Bombay High Court: Sugar Exporters Authorised By Foreign Trade Policy Are Eligible For Rebate Under ‘Remission Of Duties And Taxes On Export Products Scheme’

Rika Global Impex Limited vs Union of India [Decided on April 20, 2026]

Sugar export RoDTEP rebate eligibility

The Bombay High Court has clarified that where sugar exports were permitted under Notification No. 10/2015-20 dated 24 May 2022 through specific permission/quota granted by the Directorate of Sugar, such exports could not be treated as totally restricted or prohibited exports for the purpose of denying Remission of Duties and Taxes on Export Products Scheme (RoDTEP) benefits, and denial of such benefit would be arbitrary.

The Court held that exporters who exported sugar with specific permission under the conditions prescribed by the Directorate of Sugar were entitled to rebate under the RoDTEP Scheme, and where benefits had already been withdrawn or recovered, the amounts were liable to be refunded with interest at 6% per annum, with no coercive recovery to continue.

The Division Bench comprising Justice G. S. Kulkarni and Justice Aarti Sathe observed that the respondents’ position that sugar had become a blanketly restricted item and therefore wholly ineligible for RoDTEP was not correct when the policy conditions in Notification dated 24 May 2022 were properly read. The notification itself permitted export with specific permission from the Directorate of Sugar, and therefore sugar at the relevant time could not be treated as a totally restricted or prohibited export item so as to deprive the petitioners of RoDTEP benefits.

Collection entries
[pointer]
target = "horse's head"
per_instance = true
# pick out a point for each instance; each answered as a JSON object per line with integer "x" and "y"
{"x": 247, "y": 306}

§ REQUESTS:
a: Rewrite the collection entries, substituting "horse's neck" for "horse's head" and leaving everything else unchanged.
b: Write the next part of the news item on the Bombay High Court's RoDTEP ruling for sugar exporters, picking up after its final sentence.
These entries have no connection to the court ruling above them.

§ IN RESPONSE:
a:
[pointer]
target = "horse's neck"
per_instance = true
# pick out a point for each instance; each answered as a JSON object per line with integer "x" and "y"
{"x": 247, "y": 306}

b:
The Bench found that once exports were specifically permitted by the competent authority under the notified quota and procedure, and the petitioners had acted upon the scheme, it would be arbitrary to deny them the benefit of RoDTEP. The Bench noted that regulation of sugar exports for domestic needs did not mean that permitted exports lost eligibility under the scheme.

The Bench further observed that the issue stood concluded in view of the Gujarat High Court decisions in Satyendra Packaging Ltd. vs. Union of India [2023-VIL-851-GUJ-CU], and emphasized the principle of uniformity in interpretation of all-India statutes. Referring to Commissioner of Income Tax, Bombay City-II vs. Jayantilal Ramanlal & Co. [(1982) 137 ITR 257], the Bench observed that when the department has accepted a judgment of another High Court on an identical issue under a central statute, it ought not to continue agitating the same issue before other High Courts, except where the earlier judgment is per incuriam.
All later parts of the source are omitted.